**Work to do:** Return every line in the rows below that contains the word "floor".

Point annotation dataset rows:
..........

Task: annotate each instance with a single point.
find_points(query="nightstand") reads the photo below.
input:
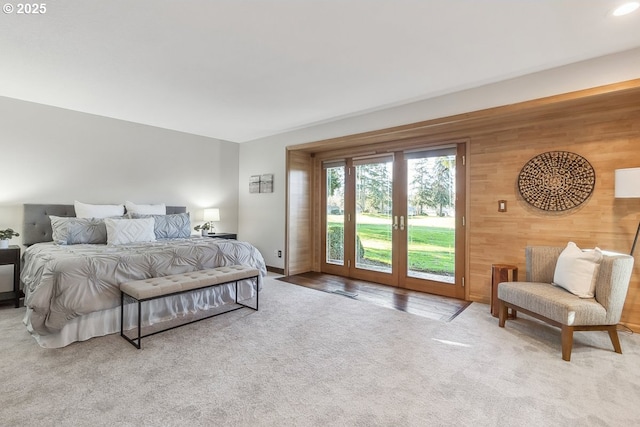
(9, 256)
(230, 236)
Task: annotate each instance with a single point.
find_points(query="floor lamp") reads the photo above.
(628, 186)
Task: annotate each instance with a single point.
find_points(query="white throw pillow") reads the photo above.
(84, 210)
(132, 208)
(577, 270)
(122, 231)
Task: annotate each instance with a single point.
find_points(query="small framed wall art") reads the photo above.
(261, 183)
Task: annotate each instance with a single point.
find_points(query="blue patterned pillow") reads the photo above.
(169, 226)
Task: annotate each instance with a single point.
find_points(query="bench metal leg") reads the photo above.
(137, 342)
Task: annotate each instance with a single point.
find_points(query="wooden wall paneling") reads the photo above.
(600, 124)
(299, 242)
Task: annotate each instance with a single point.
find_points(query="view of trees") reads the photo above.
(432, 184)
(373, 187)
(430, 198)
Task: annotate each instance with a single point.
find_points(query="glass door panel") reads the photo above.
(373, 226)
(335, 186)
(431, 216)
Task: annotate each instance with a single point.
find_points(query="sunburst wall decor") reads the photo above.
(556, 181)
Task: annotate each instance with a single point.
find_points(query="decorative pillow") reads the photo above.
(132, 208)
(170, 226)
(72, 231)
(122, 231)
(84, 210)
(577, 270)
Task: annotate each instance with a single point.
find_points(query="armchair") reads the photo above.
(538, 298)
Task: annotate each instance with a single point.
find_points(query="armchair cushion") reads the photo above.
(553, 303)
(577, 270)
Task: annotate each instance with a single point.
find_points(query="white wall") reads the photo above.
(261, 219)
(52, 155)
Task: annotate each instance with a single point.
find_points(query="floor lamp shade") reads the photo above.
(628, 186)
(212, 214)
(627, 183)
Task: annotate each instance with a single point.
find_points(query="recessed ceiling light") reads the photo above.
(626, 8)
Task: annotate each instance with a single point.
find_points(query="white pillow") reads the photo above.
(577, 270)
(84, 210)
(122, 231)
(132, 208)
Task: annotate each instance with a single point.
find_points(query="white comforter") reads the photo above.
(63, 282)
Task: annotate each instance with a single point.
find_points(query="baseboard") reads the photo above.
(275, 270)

..........

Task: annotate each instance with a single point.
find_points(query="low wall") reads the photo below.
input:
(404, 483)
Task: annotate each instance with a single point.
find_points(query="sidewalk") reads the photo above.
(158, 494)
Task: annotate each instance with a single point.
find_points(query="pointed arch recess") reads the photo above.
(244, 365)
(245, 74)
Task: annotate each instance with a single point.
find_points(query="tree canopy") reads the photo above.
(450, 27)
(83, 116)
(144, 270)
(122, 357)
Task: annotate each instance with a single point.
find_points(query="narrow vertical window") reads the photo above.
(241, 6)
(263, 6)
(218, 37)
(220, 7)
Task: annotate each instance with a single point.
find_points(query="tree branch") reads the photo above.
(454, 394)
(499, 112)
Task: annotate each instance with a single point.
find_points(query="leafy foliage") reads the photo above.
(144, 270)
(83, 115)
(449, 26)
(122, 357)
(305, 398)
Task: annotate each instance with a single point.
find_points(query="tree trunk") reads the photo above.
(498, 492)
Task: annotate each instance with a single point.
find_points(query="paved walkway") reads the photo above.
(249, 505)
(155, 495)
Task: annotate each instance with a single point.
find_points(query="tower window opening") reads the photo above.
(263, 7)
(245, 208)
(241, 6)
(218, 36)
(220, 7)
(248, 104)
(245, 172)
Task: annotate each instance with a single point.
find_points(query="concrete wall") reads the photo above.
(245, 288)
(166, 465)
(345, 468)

..........

**Completed task:**
find_points(query="floor lamp") reads the photo above.
find_points(query="floor lamp shade") reads the photo above.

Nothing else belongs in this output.